Stated goal 1 -
Answer these questions from the text about walking with a grandmother, each on its own line:
(a) What does the narrator carry in the right arm?
(b) Where was Ong King Nio buried?
(c) How many years after her death is the return to Indonesia?
Stated goal 2 - Extract the passage of the text about walking with a grandmother from "Kestabilan dan kepastian" up to and including "memperkirakan masa depan.", copying it without any changes.

Extracted text -
● ● ● ●

Walk along ONG

Walk Along ONG
Berjalan Bersama ONG
I walk alongside my Indonesian grandmother, she’s by my left side, our arms entwined to support each other on our path. In my right arm I carry a terracotta vase while we converse. We stop, I hold the vase with both hands, lift it over my head and throw it on the ground, smashing it into thousands of pieces.
Aku berjalan beriringan dengan nenekku, seorang Indonesia. Ia berada di samping kiriku, kami bergandengan tangan untuk saling menguatkan di sepanjang jalan setapak yang kami tempuh. Kami berhenti, aku menggenggam vas dengan kedua tangan, mengangkatnya ke atas kepala lalu melemparkannya ke tanah, menghancurkannya menjadi ribuan keping.

Ong King Nio / Mammie / Gramma died four years before my birth and was buried where she migrated, Brazil. Thirty-five years after her death we return to Indonesia, and this time she follows as a company beyond life, a subtle presence. Besides this long wait to return, it is also the 60th year since she and her family left Indonesia behind.
These six decades after departing are not enough to erase the feeling of belonging to a place.
As I carry this feeling myself, it also makes me question, why migrate? For what reasons does one migrate? What makes one move, to create movement?
Stability and certainty surely does not promote these needs — if everything is stable, then why leave?
Perhaps not being able to see possibilities, to plan or to predict futures:
uncertainty begins to slither
Ong King Nio / Mammie / Nenek meninggal empat tahun sebelum aku lahir dan dimakamkan di tempat ia bermigrasi, Brasil. Tiga puluh lima tahun setelah kematiannya kami kembali ke Indonesia, dan kali ini ia hadir sebagai penyerta di balik kehidupan, sebuah kehadiran yang limun. Tak hanya menjadi penantian panjang untuk kembali, tetapi ini adalah 60 tahun sejak ia dan keluarga kami meninggalkan Indonesia.
Enam dekade setelah kepergian ini tak cukup untuk menghapus perasaan memiliki suatu tempat.
Oleh karena aku juga memiliki perasaan itu, aku bertanya, mengapa bermigrasi? Atas alasan apa seseorang bermigrasi? Apa yang membuat seseorang bergerak, atau membuat pergerakan?
Kestabilan dan kepastian jelas bukan yang mendorong kebutuhan ini – bila semuanya stabil, lantas mengapa meninggalkannya
Mungkin karena tak dapat melihat kemungkinan untuk merancang dan memperkirakan masa depan.

● ● ● ●

Data excerpts -
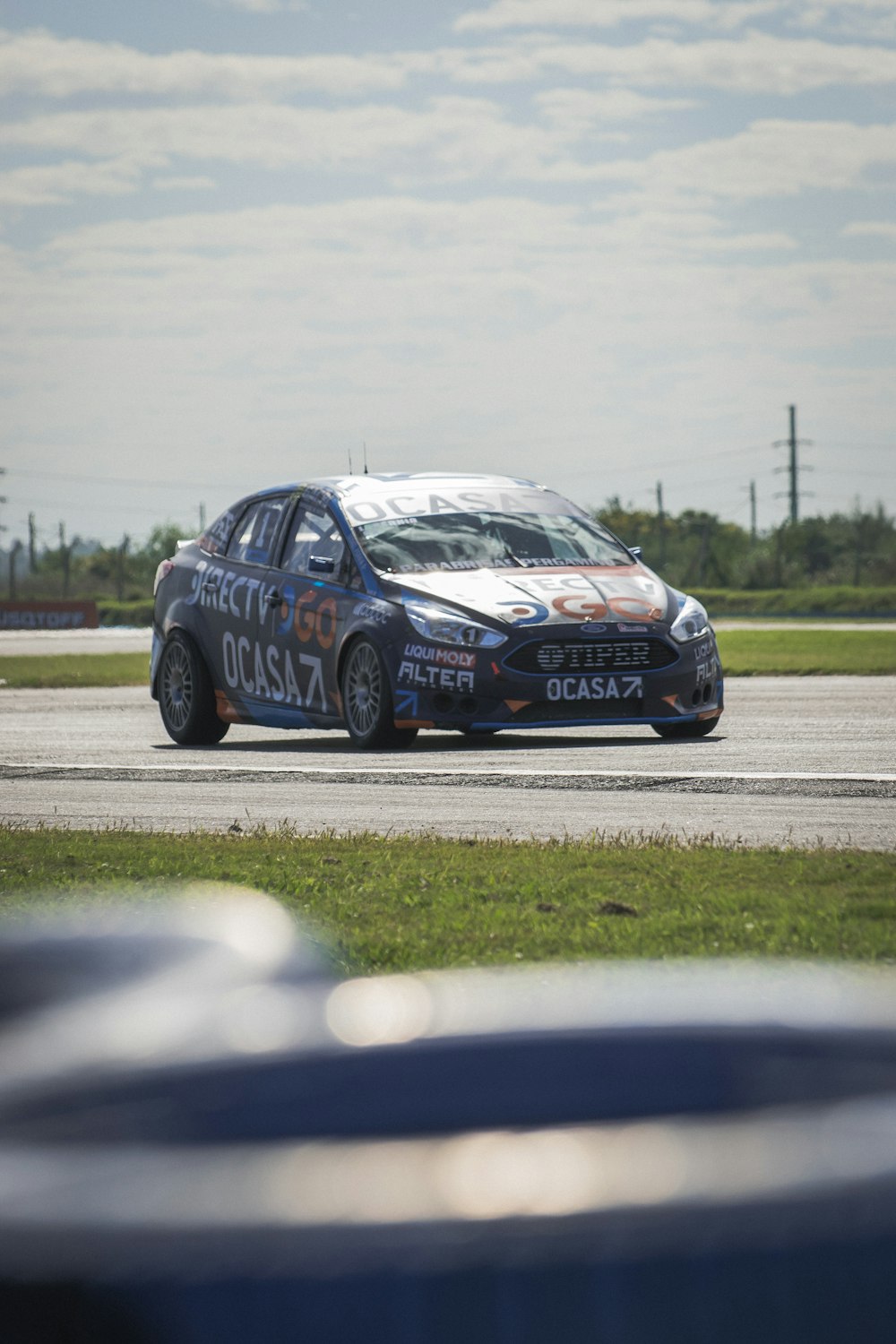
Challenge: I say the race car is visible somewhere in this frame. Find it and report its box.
[151,473,723,749]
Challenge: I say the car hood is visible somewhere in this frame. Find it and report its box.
[401,564,677,626]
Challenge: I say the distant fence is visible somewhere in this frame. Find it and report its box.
[0,601,99,631]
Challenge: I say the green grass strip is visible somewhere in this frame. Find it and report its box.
[718,628,896,676]
[0,653,149,690]
[0,827,896,973]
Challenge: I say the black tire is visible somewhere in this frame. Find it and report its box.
[157,631,229,746]
[340,640,417,750]
[653,714,721,738]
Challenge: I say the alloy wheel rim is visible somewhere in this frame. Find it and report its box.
[161,644,194,728]
[345,645,380,734]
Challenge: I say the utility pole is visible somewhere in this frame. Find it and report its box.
[657,481,667,569]
[116,532,130,602]
[9,538,22,602]
[774,406,812,523]
[59,523,71,599]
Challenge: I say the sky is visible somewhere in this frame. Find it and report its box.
[0,0,896,547]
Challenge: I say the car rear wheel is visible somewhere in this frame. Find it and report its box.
[159,631,229,746]
[341,640,417,749]
[653,714,721,738]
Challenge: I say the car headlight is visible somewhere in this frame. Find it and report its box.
[404,602,506,650]
[669,597,710,644]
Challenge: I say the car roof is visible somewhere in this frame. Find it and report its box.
[246,472,556,502]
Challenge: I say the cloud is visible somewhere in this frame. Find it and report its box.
[6,26,896,102]
[841,220,896,244]
[3,90,896,209]
[535,89,699,136]
[591,121,896,201]
[151,175,218,191]
[3,97,575,180]
[0,30,421,101]
[0,156,149,209]
[202,0,307,13]
[786,0,896,42]
[483,32,896,96]
[454,0,780,32]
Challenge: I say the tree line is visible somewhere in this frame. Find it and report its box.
[0,496,896,602]
[594,496,896,590]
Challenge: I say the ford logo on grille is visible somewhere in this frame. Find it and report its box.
[536,644,563,672]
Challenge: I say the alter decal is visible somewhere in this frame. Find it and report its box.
[398,659,473,691]
[548,676,643,701]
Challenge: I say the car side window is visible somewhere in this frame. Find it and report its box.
[227,499,286,564]
[282,504,348,580]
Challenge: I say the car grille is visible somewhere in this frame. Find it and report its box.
[513,698,643,725]
[504,639,678,676]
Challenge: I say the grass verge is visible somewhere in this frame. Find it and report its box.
[0,653,149,690]
[718,626,896,676]
[0,827,896,973]
[0,626,896,688]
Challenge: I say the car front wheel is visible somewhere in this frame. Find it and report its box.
[341,640,417,749]
[159,632,229,746]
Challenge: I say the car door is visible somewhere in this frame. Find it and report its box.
[264,491,363,722]
[202,495,290,719]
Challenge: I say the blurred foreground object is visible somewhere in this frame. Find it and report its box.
[0,895,896,1344]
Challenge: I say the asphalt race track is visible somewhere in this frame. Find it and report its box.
[0,677,896,849]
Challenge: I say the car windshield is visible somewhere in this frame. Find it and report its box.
[355,513,633,574]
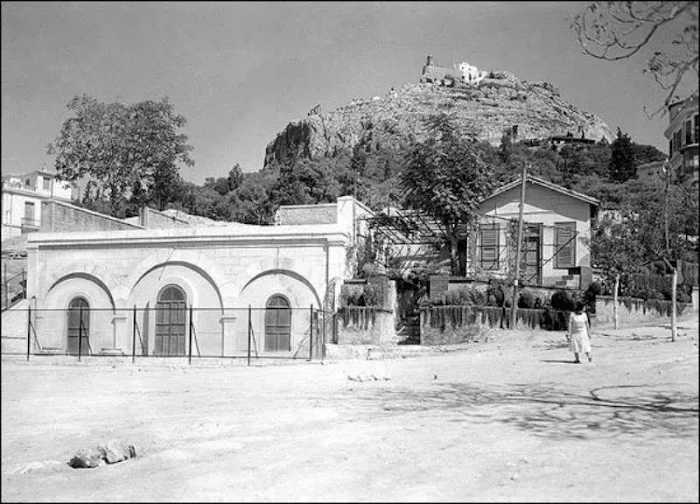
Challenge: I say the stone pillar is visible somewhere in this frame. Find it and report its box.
[219,309,240,357]
[100,313,127,355]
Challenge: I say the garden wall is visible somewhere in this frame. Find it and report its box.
[420,306,569,345]
[594,296,687,325]
[335,306,395,345]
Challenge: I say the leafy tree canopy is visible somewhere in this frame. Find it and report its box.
[49,95,194,216]
[399,114,494,274]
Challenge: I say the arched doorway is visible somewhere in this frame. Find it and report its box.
[66,297,92,355]
[265,294,292,352]
[153,285,187,355]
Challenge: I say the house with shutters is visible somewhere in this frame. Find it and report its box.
[466,175,599,288]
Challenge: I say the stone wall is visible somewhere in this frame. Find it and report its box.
[41,201,143,232]
[335,306,394,345]
[420,305,569,345]
[139,207,190,229]
[27,224,348,356]
[594,296,692,326]
[275,203,337,226]
[0,299,29,354]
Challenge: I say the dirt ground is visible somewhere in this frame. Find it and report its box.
[2,314,699,502]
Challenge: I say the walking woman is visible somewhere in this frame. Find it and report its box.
[566,301,593,364]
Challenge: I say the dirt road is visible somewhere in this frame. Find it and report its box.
[2,316,699,502]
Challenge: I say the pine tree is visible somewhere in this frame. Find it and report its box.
[608,128,637,182]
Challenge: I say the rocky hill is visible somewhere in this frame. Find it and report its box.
[265,72,614,167]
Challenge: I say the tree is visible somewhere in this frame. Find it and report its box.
[228,163,243,191]
[400,114,493,274]
[608,128,637,182]
[571,1,698,115]
[49,95,194,217]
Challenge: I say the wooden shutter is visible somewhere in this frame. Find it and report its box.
[554,222,576,268]
[480,223,500,270]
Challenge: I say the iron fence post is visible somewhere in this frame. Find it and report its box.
[78,306,83,362]
[188,305,192,364]
[248,305,253,366]
[321,310,328,362]
[131,305,136,364]
[27,306,32,362]
[309,305,314,361]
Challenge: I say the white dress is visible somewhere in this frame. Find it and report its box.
[569,313,591,353]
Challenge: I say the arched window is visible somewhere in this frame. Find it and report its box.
[153,285,187,355]
[265,294,292,352]
[66,297,92,355]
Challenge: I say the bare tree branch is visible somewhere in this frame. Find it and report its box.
[571,1,698,117]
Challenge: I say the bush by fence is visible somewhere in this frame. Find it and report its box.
[421,305,570,345]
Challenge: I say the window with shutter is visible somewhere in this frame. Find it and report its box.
[480,223,500,270]
[554,222,576,268]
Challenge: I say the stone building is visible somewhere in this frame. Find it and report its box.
[2,170,74,240]
[664,92,700,186]
[20,196,371,356]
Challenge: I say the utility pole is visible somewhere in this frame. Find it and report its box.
[510,163,527,329]
[664,161,671,253]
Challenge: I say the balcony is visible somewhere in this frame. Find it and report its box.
[22,217,41,233]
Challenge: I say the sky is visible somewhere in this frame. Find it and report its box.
[0,1,696,184]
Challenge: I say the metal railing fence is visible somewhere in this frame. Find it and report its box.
[2,305,334,365]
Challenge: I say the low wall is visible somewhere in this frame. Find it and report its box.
[595,296,692,325]
[0,299,29,354]
[420,306,569,345]
[41,200,143,232]
[335,306,395,345]
[139,207,190,229]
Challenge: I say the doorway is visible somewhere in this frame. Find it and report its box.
[67,297,92,355]
[265,294,292,352]
[153,285,187,356]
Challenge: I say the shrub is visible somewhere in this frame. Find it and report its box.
[486,280,508,306]
[586,282,603,296]
[340,286,362,306]
[518,290,536,308]
[457,287,486,306]
[676,289,693,304]
[445,290,461,305]
[552,290,576,311]
[361,284,381,306]
[470,288,486,306]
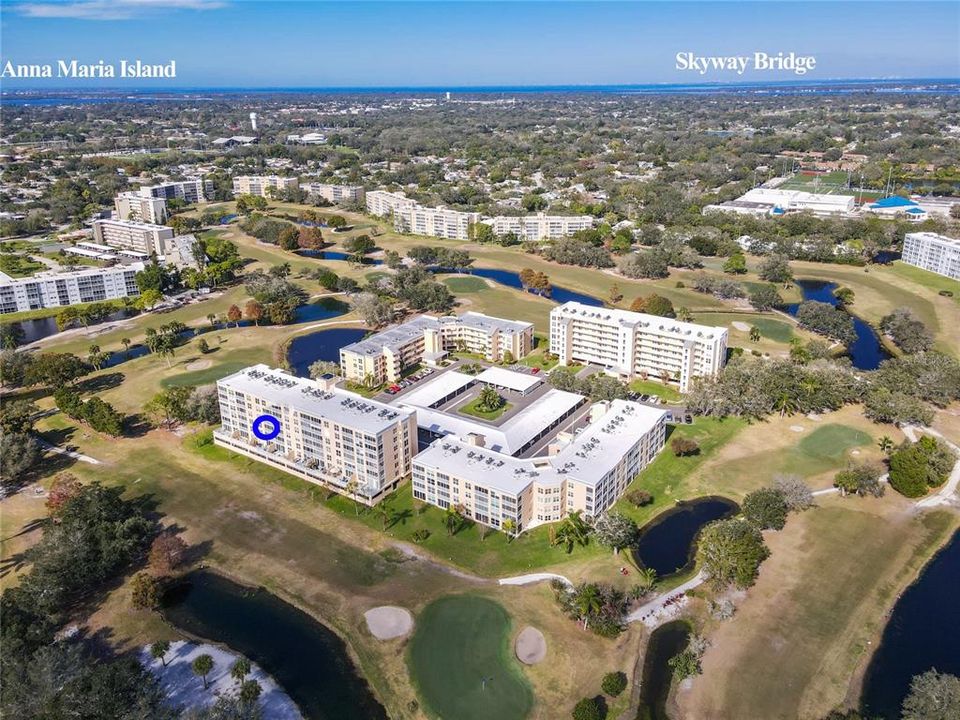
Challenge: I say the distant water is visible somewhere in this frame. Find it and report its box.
[2,78,960,106]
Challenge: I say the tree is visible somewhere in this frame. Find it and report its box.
[191,653,213,690]
[743,488,788,530]
[230,657,252,683]
[833,463,884,497]
[593,512,637,553]
[243,299,263,327]
[573,698,604,720]
[901,669,960,720]
[130,573,162,610]
[723,253,747,275]
[697,518,770,588]
[46,472,83,518]
[150,640,170,667]
[227,305,243,325]
[477,385,507,413]
[149,532,187,575]
[758,255,793,284]
[240,680,263,705]
[607,283,623,306]
[773,475,813,512]
[630,293,676,318]
[0,433,42,484]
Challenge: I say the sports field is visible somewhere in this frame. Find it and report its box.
[408,595,533,720]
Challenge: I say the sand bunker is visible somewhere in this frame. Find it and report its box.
[363,605,413,640]
[515,626,547,665]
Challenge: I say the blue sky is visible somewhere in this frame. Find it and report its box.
[0,0,960,89]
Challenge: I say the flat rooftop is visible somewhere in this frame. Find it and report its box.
[414,400,667,496]
[217,364,412,435]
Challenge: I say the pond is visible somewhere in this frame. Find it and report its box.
[163,571,387,720]
[787,280,890,370]
[11,310,135,345]
[631,496,740,578]
[637,620,690,720]
[860,532,960,720]
[287,327,367,377]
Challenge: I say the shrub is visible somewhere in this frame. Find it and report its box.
[600,672,627,697]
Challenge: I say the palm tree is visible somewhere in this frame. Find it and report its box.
[574,585,603,630]
[150,640,170,667]
[192,654,213,690]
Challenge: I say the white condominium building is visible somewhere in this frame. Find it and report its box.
[0,263,144,314]
[113,191,167,225]
[484,213,594,242]
[138,178,206,203]
[93,220,173,255]
[902,232,960,280]
[340,312,533,385]
[550,302,727,392]
[300,183,364,205]
[413,390,667,532]
[233,175,300,197]
[404,205,480,240]
[213,365,417,505]
[365,190,417,217]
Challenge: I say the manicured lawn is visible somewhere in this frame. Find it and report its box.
[457,398,513,420]
[407,595,533,720]
[797,424,872,461]
[443,275,490,295]
[630,380,683,402]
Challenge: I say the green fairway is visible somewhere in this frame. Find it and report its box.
[443,275,490,295]
[407,595,533,720]
[797,425,871,462]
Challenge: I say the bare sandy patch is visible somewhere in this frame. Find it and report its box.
[363,605,413,640]
[514,625,547,665]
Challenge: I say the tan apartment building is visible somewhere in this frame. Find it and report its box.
[300,183,364,205]
[113,192,167,225]
[233,175,300,197]
[550,302,728,392]
[340,312,533,385]
[93,220,173,255]
[483,213,594,242]
[213,365,417,505]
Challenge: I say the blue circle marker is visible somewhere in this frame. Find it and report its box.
[253,415,280,440]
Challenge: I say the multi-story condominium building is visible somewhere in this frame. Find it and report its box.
[902,232,960,280]
[413,390,667,532]
[404,205,480,240]
[300,183,364,205]
[113,192,167,225]
[138,178,207,203]
[340,312,533,385]
[213,365,417,505]
[364,190,417,217]
[484,213,594,242]
[0,263,144,314]
[550,302,727,392]
[93,220,173,255]
[233,175,300,197]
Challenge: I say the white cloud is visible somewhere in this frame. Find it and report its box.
[12,0,226,20]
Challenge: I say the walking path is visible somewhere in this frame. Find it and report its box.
[497,573,573,587]
[903,425,960,507]
[37,437,101,465]
[627,570,707,628]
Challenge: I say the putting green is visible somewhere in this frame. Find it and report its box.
[407,595,533,720]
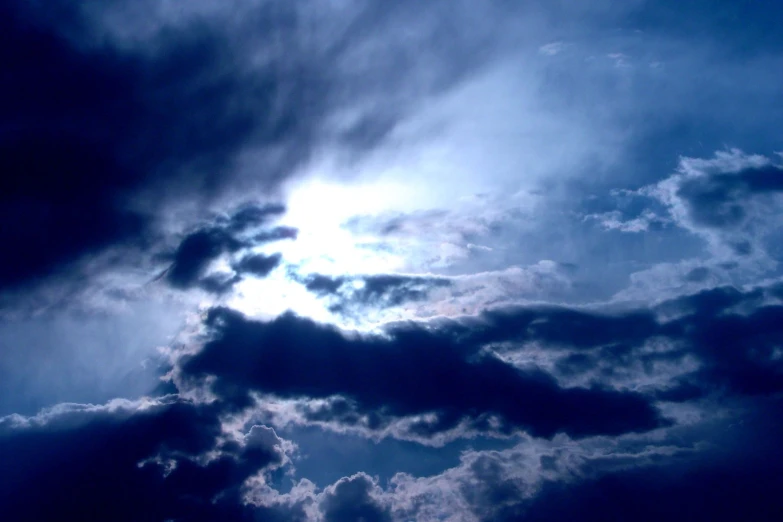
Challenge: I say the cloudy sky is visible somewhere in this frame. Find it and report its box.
[0,0,783,522]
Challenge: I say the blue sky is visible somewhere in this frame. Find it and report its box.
[0,0,783,522]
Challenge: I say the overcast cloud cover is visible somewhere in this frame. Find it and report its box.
[0,0,783,522]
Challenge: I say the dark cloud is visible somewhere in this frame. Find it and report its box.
[677,165,783,228]
[320,473,392,522]
[0,0,480,296]
[303,274,452,313]
[180,308,665,437]
[508,400,783,522]
[0,396,285,522]
[166,228,242,289]
[0,1,297,287]
[164,205,296,288]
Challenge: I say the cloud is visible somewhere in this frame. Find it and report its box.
[0,2,300,287]
[602,149,783,259]
[158,205,297,294]
[0,0,508,304]
[0,396,290,521]
[320,473,392,522]
[176,308,665,437]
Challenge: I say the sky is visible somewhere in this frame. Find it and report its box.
[0,0,783,522]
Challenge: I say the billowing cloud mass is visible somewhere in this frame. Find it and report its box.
[0,0,783,522]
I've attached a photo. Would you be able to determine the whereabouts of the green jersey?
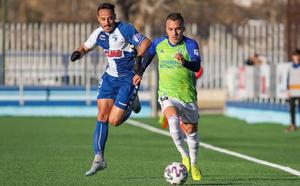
[149,37,201,103]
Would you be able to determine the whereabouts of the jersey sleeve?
[83,28,101,49]
[120,23,146,46]
[187,39,201,62]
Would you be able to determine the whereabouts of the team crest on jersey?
[98,34,106,40]
[193,49,199,56]
[111,34,118,41]
[104,50,123,57]
[132,33,143,43]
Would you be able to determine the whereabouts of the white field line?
[126,119,300,177]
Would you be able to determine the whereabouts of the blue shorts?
[97,73,139,110]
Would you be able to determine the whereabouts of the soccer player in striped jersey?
[286,49,300,132]
[140,13,202,181]
[71,3,151,176]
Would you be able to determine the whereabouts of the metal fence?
[0,23,287,89]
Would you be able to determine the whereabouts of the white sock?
[168,116,188,158]
[186,131,200,165]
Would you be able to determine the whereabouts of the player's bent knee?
[108,118,122,127]
[184,124,198,134]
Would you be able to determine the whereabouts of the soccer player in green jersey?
[137,13,202,181]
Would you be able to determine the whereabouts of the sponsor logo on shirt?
[104,50,123,57]
[99,34,106,40]
[132,33,143,43]
[119,101,127,106]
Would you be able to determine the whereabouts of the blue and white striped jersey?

● ● ● ●

Task result 1 -
(a) A terracotta vase.
(b) Brazil.
(c) Thirty-five years.

Task result 2 -
Kestabilan dan kepastian jelas bukan yang mendorong kebutuhan ini – bila semuanya stabil, lantas mengapa meninggalkannya
Mungkin karena tak dapat melihat kemungkinan untuk merancang dan memperkirakan masa depan.